### WHAT YOU NEED TO DO
1. From the NASA eye-tracking article below, list the functions that its final paragraph says Eyegaze Edge provides.
2. Answer these questions using the NASA eye-tracking article below.
(a) In what year did the collaboration between NASA and Eyegaze begin?
(b) How long does Eyegaze Edge take to calibrate to a person's gaze?
(c) Which application works with EyeGaze Edge to control a wheelchair hands-free?
3. Continue the NASA eye-tracking article below, picking up right after its final sentence.

### SELECTED EXCERPT
——————————
Tech Tuesday: NASA’s Visual Communication

TLDR:

Eye-tracking technology developed in collaboration between NASA’s Jet Propulsion Laboratory and Eyegaze Inc. has significantly improved accessibility for individuals with disabilities, allowing them to communicate, control devices, and even play video games using only their eyes. The technology has been miniaturized, made more affordable, and integrated with various devices and software to enhance the quality of life for users.

When a physical condition limits mobility, getting around is easier with EyeGaze Edge, an eye-tracking technology that integrates with the Ability Drive application for hands-free control of a wheelchair. Work by JPL and Eyegaze Inc. has made this technology more widely accessible to individuals with disabilities, enabling them to connect one-on-one over the phone or via the internet using eye movement.

The collaboration between NASA and Eyegaze began in 1998 to make eye-tracking hardware smaller, more portable, and affordable. Over the years, advancements have led to the development of Eyegaze Edge, which can calibrate to an individual’s gaze in less than 15 seconds, providing a range of functionalities including controlling a wheelchair, operating electronic devices, and communicating with others online.
——————————
### COLLECTED DATA
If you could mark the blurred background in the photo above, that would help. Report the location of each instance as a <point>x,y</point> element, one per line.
——————————
### RESPONSES TO THE TASKS
1.
- Controlling a wheelchair
- Operating electronic devices
- Communicating with others online

2.
(a) 1998
(b) Less than 15 seconds
(c) The Ability Drive application

3.
During the COVID-19 pandemic, Eyegaze integrated communication programs such as Zoom and WhatsApp to facilitate connections with family and friends, while also offering entertainment options like virtual tours, music streaming, and access to online gaming communities. The technology has proven to be a lifeline for individuals with conditions that limit physical movement and speech, allowing them to express themselves and interact with the world around them.

With support from NASA, Eyegaze Inc. continues to innovate and design solutions to meet the ongoing needs of users, ensuring that communication remains a fundamental right for all individuals. The collaboration exemplifies NASA’s commitment to transferring technology to the private sector, ultimately benefiting individuals with disabilities and improving their quality of life.